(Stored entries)

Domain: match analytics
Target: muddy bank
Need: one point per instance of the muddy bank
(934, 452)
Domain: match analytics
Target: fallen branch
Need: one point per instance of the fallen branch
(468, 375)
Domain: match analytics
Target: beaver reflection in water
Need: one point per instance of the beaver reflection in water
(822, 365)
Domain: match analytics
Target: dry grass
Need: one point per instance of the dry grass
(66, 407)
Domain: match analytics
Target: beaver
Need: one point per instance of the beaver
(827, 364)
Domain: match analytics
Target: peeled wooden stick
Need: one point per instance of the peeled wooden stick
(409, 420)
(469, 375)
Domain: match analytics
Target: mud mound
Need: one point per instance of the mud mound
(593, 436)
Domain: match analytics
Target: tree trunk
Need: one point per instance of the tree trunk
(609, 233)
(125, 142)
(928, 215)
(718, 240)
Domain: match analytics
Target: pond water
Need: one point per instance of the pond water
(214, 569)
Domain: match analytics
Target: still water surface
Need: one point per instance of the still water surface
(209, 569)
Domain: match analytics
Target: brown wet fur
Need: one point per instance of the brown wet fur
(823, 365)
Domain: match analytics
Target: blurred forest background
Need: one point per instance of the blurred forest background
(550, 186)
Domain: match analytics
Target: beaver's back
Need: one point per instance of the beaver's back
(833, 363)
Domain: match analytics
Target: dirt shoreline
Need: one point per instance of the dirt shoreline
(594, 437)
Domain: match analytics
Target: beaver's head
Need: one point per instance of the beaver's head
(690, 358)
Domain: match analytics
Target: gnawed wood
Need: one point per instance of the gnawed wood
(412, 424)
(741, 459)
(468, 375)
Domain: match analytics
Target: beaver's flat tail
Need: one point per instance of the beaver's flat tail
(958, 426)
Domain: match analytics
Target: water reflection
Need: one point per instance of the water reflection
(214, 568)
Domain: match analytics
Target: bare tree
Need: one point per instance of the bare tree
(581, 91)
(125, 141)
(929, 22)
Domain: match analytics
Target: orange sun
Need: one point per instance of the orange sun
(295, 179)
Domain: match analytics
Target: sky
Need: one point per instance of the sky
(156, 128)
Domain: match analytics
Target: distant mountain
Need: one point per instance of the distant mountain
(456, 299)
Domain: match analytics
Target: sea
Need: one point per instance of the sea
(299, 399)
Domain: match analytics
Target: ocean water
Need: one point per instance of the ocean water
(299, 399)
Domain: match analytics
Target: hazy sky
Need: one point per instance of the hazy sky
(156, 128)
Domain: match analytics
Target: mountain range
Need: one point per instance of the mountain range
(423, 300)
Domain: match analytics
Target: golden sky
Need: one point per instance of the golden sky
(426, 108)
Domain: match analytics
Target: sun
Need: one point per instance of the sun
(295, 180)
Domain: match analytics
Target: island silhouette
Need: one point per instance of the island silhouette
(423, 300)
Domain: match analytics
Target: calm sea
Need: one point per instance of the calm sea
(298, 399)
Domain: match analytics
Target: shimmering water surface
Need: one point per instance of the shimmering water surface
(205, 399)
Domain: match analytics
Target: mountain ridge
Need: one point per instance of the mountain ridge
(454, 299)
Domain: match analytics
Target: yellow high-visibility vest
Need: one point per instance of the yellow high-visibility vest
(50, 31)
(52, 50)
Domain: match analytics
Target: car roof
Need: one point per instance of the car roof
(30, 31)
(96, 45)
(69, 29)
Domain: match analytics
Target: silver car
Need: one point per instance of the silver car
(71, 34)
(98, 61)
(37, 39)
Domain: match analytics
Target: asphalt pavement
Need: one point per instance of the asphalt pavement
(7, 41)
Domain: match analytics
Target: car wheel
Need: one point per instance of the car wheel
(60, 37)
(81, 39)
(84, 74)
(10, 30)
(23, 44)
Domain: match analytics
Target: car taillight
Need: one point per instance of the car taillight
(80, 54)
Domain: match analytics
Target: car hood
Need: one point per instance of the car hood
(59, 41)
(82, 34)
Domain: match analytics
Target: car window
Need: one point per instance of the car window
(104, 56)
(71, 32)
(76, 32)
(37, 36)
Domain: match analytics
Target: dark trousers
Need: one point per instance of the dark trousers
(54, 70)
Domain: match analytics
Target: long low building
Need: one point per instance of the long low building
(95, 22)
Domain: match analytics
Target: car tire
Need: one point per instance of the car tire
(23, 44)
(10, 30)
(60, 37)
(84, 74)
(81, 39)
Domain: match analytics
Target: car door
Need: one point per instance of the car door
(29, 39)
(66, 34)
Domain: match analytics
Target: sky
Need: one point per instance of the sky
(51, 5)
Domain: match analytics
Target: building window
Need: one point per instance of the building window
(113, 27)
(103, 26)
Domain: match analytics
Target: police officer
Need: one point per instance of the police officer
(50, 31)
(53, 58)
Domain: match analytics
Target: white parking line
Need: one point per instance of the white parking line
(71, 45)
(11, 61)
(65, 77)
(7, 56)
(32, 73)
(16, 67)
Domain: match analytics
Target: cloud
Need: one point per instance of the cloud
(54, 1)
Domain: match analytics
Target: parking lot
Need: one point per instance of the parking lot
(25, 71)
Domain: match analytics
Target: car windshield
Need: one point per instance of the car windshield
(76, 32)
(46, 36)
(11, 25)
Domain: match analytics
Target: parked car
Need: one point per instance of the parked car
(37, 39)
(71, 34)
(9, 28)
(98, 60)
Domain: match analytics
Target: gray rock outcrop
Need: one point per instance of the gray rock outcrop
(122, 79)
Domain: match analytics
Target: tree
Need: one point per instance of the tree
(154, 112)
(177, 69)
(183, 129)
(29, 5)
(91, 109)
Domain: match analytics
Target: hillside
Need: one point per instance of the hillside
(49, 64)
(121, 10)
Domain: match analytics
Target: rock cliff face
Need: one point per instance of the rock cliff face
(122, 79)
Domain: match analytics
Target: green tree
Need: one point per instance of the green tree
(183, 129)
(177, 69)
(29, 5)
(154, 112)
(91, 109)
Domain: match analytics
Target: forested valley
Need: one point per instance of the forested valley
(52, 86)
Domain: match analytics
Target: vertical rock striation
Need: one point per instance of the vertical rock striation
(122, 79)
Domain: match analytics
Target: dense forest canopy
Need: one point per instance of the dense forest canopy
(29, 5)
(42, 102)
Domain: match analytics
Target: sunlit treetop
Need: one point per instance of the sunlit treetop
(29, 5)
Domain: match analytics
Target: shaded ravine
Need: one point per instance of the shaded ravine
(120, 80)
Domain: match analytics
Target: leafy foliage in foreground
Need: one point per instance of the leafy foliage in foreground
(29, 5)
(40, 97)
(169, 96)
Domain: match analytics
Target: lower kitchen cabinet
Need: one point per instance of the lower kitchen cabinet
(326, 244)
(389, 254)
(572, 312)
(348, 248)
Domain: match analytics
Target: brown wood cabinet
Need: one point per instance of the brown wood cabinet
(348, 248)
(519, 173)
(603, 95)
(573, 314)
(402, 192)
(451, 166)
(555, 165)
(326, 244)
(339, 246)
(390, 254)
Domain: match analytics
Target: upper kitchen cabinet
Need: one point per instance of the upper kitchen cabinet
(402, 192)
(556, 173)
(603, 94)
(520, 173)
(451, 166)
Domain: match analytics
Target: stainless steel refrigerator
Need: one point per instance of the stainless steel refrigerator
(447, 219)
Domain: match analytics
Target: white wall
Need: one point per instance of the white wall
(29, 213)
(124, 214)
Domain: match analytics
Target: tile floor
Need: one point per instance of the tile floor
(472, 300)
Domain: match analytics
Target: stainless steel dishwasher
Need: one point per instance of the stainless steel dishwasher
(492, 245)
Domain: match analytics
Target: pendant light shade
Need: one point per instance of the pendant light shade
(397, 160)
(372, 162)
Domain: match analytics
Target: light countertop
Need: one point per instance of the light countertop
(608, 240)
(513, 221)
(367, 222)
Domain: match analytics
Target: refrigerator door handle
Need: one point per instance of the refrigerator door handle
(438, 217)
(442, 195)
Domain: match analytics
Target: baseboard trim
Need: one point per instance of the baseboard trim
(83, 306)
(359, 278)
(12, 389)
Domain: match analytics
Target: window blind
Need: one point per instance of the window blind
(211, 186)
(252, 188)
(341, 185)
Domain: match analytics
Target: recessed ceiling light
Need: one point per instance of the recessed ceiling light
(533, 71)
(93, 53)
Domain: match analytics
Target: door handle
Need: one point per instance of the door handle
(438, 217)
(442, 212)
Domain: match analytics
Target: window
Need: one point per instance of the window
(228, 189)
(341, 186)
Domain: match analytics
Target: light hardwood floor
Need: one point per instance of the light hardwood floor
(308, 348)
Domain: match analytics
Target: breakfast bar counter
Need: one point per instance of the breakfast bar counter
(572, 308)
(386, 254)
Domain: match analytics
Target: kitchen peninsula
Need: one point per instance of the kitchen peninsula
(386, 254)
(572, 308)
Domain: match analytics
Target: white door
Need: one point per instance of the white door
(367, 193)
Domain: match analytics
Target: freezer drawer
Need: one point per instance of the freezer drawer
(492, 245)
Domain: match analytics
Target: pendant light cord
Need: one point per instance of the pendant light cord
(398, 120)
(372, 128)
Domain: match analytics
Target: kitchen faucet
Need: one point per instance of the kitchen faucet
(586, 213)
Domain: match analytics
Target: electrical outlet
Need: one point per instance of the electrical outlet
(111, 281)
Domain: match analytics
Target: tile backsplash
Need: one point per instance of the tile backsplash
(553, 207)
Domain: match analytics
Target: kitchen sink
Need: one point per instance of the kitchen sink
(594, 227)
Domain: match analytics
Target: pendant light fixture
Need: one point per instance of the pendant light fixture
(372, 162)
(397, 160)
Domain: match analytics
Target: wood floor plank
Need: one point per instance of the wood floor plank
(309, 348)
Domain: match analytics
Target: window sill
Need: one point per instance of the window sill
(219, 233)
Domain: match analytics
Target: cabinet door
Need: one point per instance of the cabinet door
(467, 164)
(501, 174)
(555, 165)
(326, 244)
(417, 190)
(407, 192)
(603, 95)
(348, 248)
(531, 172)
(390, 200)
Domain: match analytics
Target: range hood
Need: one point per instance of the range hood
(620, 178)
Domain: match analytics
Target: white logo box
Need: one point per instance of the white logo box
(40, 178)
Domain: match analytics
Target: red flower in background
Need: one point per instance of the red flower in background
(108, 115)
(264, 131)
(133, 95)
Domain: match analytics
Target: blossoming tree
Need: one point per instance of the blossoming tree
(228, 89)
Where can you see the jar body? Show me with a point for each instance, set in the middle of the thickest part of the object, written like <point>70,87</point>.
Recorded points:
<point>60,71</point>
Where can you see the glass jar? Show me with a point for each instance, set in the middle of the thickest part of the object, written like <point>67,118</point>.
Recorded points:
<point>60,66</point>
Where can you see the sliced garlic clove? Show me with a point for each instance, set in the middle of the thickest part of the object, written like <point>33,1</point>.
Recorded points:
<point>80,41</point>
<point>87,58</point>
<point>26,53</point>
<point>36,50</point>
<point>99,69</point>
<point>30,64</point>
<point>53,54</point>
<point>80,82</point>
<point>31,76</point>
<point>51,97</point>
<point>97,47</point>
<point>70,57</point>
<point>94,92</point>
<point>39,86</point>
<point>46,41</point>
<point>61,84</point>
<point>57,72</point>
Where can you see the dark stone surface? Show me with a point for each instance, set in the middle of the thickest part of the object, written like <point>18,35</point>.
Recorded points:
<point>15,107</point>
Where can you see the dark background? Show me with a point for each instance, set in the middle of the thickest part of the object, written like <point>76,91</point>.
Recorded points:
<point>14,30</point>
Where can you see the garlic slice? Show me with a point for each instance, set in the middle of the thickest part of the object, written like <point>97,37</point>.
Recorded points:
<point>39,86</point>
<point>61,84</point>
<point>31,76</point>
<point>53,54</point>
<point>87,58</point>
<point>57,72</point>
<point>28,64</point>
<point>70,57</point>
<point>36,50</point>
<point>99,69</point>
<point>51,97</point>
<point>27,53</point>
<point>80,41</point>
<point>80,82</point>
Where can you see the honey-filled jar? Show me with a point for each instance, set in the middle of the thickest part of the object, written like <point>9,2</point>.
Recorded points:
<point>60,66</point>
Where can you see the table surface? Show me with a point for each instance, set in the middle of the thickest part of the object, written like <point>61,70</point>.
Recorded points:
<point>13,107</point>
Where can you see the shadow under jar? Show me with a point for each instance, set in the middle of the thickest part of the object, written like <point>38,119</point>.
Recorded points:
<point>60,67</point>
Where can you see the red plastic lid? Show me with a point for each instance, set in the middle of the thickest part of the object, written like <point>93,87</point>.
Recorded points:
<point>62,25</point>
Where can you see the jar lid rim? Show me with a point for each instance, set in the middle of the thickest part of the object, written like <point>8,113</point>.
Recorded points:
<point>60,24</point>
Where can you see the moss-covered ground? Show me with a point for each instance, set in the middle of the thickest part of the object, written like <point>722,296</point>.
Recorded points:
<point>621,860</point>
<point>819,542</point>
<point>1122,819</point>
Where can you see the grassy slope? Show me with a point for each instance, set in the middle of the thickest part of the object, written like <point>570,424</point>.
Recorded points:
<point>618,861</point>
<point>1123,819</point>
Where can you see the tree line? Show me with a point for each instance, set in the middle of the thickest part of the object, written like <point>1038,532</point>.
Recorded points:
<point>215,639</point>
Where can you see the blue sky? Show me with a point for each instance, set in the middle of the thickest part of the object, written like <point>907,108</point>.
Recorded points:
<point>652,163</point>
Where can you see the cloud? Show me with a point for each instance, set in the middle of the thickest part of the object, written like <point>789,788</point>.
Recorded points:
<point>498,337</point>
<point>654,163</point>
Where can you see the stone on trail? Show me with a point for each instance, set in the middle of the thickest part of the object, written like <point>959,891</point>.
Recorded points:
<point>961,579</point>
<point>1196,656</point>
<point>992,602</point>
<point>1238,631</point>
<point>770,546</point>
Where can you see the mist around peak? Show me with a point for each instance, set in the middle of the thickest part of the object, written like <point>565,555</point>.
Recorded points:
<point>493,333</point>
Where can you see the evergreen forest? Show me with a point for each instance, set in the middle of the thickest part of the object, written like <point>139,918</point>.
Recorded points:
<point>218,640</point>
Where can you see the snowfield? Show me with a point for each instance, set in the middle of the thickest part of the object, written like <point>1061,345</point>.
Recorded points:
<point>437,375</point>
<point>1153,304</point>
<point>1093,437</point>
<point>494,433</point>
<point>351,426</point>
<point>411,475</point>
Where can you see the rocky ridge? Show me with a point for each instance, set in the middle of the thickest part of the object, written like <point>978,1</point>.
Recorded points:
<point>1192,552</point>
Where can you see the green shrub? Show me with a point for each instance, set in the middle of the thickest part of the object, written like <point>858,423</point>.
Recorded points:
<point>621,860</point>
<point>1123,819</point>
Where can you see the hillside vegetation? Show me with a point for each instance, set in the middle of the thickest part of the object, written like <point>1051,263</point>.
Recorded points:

[What you need to do] Find every line in the records that contains the word "stone"; copy those lines.

[Response to this task]
Where can you see the dark stone surface? Show me with a point for each instance, set in the middle of the thickest part of the object, written like <point>18,35</point>.
Where can you see the stone on trail? Show me with a point for each instance, set in the middle of the thickest part of the object, written like <point>959,891</point>.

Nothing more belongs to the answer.